Passage provided
Spartanburg band Fluffy to regroup tonight at Guitar Bar

By Baker Maultsby | Staff Writer

The trajectory of Fluffy went something like this:

In 1991, the band began playing gigs at Dawggone, the now-defunct but fondly remembered east-side music club. Audiences were slim. So slim that in the "Small Town Paper," the weekly satire guitarist Mike Johns wrote by hand and photocopied for publication at the bar, Fluffy was cited as the "Lowest Grossing Band at the Dawg," earning at the door such paltry sums as $9.47.

On the strength of rock and pop songs by Johns and co-leader Matthew Knights, the group began to draw attention locally.

Within months, Fluffy was playing to a near-packed Dawggone on a regular basis. The band soon released a cassette tape of original songs.

Then drummer Kevin Heuer quit, and the band fell apart.

Today, 12 years later, Fluffy will regroup.

The setting is different; with its old home base closed, the band will take the stage at the Guitar Bar on Pine Street. And the approach has changed somewhat, too. As Knights recalls, a primary reason for Heuer's departure was that he felt out of step with the other members' rowdier lifestyle.

[Entries from a pointing dataset]
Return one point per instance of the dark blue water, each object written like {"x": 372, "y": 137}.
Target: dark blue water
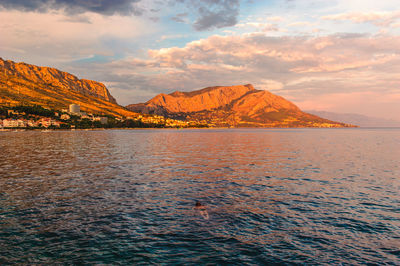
{"x": 295, "y": 196}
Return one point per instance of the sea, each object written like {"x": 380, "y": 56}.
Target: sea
{"x": 267, "y": 196}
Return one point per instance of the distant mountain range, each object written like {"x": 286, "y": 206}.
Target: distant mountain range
{"x": 357, "y": 119}
{"x": 25, "y": 84}
{"x": 232, "y": 106}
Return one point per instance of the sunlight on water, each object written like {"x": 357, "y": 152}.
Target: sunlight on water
{"x": 272, "y": 196}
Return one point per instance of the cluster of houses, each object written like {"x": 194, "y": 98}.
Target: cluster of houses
{"x": 46, "y": 121}
{"x": 23, "y": 123}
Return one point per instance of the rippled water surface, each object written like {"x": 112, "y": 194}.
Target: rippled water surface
{"x": 307, "y": 196}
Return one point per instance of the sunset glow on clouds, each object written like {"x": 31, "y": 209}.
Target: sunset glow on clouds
{"x": 341, "y": 56}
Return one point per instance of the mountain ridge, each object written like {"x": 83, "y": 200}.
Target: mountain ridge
{"x": 232, "y": 106}
{"x": 26, "y": 84}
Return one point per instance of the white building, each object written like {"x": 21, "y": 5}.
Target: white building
{"x": 103, "y": 120}
{"x": 74, "y": 108}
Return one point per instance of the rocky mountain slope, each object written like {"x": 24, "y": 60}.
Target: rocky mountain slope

Exercise goal
Translate this sentence from the article about the band Fluffy into Spanish: "Within months, Fluffy was playing to a near-packed Dawggone on a regular basis."

Exercise answer
En cuestión de meses, Fluffy tocaba con regularidad ante un Dawggone casi lleno.